* Text extract
It would be silly to write off Mank as anything less than one of a small handful of potential Best Picture winners. On the other hand, it is a movie about a successful 1930s (thus, obviously white) screenwriter isolated in luxury because he is an out-of-control drunk, who walks the line of endless hypocrisy in relationships he has benefited from over decades of his debauched life. And he writes a great movie… though the movie is not really what this movie is about.

I can imagine the pieces that will run if (when?) Mank is made into half of a two-horse race by media and the other horse is directed by a woman or person of color and is about some supposedly more important subject. I will not approve of these personal editorials that pretend to be offering reporting and insight. But again… I am not in charge.

So let’s step away from Netflix for a moment and look at the realistic rest of the field, by PC focus.

Female Directors: Nomadland, One Night in Miami, First Cow, I’m Your Woman, On The Rocks, Mulan, Wonder Woman 1984
Non-American-Born Directors: Ammonite, Mulan, News of the World, Nomadland, Promising Young Woman, Tenet
Non-White Directors: Minari, One Night in Miami, The United States vs. Billie Holiday

Of all these titles, two have white male leads (First Cow, News of the World). Only five of the thirteen have male leads, period.

Flipping back to Netflix, only one of the company’s eleven contending films has a female director and that is the most personal and unlikely to break through for Best Picture or Director, The 40-Year-Old Version. On the other hand, six of eleven showcase a female lead or co-lead.

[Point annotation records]
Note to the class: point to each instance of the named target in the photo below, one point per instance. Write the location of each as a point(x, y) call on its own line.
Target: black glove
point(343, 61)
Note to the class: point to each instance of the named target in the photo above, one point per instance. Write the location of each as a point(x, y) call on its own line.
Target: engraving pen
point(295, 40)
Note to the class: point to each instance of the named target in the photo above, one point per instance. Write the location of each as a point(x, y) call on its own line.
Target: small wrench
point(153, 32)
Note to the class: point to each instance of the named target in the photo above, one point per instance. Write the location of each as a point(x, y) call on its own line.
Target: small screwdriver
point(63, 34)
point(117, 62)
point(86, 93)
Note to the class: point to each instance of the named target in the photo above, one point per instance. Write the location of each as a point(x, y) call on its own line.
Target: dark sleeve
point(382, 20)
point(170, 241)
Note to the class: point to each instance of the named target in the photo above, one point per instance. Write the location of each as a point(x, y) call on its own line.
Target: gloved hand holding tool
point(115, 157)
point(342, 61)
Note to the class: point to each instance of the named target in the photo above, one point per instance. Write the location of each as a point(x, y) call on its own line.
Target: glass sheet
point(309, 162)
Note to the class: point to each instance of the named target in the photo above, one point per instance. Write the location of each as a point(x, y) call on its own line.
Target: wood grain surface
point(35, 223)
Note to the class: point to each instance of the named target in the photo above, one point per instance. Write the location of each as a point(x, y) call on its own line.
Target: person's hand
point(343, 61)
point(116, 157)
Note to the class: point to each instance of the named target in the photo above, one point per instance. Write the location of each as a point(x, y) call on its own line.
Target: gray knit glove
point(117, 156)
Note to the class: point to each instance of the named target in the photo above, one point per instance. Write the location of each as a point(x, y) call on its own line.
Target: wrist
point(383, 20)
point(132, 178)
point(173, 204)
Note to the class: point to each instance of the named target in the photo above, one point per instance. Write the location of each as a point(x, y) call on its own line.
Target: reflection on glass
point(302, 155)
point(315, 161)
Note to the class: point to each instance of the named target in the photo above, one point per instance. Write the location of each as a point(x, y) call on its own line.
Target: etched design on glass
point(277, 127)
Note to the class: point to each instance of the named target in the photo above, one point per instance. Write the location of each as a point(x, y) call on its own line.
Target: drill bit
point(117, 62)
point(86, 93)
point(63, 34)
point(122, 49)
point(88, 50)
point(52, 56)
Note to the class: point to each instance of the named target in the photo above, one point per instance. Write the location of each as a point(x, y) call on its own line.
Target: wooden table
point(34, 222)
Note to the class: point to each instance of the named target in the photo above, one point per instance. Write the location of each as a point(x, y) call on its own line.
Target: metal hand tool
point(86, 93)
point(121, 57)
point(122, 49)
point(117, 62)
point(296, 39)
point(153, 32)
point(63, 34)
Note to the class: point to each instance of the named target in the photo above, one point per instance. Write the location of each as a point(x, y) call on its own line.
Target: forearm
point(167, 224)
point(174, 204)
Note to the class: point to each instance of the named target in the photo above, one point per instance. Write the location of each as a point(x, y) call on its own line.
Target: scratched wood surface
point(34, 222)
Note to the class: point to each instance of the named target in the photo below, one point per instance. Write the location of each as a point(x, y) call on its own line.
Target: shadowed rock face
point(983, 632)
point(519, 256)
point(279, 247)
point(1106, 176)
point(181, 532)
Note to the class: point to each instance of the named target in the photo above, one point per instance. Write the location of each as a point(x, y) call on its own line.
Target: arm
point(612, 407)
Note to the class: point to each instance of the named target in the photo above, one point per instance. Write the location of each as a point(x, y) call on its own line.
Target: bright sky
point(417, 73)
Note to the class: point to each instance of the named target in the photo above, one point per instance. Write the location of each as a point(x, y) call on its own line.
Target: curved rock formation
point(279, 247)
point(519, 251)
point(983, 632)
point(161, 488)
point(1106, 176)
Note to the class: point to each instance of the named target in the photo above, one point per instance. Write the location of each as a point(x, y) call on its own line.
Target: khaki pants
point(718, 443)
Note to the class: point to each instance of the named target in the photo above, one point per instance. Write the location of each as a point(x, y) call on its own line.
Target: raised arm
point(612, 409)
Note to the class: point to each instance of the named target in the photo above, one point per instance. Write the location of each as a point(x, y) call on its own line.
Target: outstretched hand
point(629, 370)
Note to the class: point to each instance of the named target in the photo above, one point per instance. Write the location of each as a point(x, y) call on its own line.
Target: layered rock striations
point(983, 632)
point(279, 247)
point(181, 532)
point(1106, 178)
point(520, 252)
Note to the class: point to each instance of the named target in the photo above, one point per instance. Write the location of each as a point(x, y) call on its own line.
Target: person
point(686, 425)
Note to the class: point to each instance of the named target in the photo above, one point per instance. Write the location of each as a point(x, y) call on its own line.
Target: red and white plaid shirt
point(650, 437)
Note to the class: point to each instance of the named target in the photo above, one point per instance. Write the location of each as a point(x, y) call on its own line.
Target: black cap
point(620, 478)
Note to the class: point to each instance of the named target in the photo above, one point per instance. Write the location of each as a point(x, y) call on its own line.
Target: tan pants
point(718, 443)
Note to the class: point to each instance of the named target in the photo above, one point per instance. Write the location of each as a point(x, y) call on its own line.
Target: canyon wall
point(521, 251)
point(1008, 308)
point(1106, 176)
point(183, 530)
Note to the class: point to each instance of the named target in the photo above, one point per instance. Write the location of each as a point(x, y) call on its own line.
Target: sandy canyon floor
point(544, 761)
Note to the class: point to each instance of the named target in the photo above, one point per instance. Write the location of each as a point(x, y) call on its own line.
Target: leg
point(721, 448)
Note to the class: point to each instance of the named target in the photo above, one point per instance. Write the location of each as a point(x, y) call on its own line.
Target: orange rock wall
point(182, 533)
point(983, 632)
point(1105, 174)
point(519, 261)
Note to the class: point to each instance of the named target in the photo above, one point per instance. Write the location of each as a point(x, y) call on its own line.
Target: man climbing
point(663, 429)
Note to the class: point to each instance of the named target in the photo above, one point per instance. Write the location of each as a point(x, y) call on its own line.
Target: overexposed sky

* What this exercise asks
(a) Answer these questions using the Best Picture commentary.
(i) In what decade was the screenwriter depicted in Mank working?
(ii) How many of the thirteen titles listed by director category have male leads?
(iii) How many of Netflix's eleven contending films have a female director?
(b) Retype the Best Picture commentary from "I can imagine" down to "by PC focus.".

* Answers to the exercises
(a)
(i) The 1930s.
(ii) Five.
(iii) One, The 40-Year-Old Version.

(b)
I can imagine the pieces that will run if (when?) Mank is made into half of a two-horse race by media and the other horse is directed by a woman or person of color and is about some supposedly more important subject. I will not approve of these personal editorials that pretend to be offering reporting and insight. But again… I am not in charge.

So let’s step away from Netflix for a moment and look at the realistic rest of the field, by PC focus.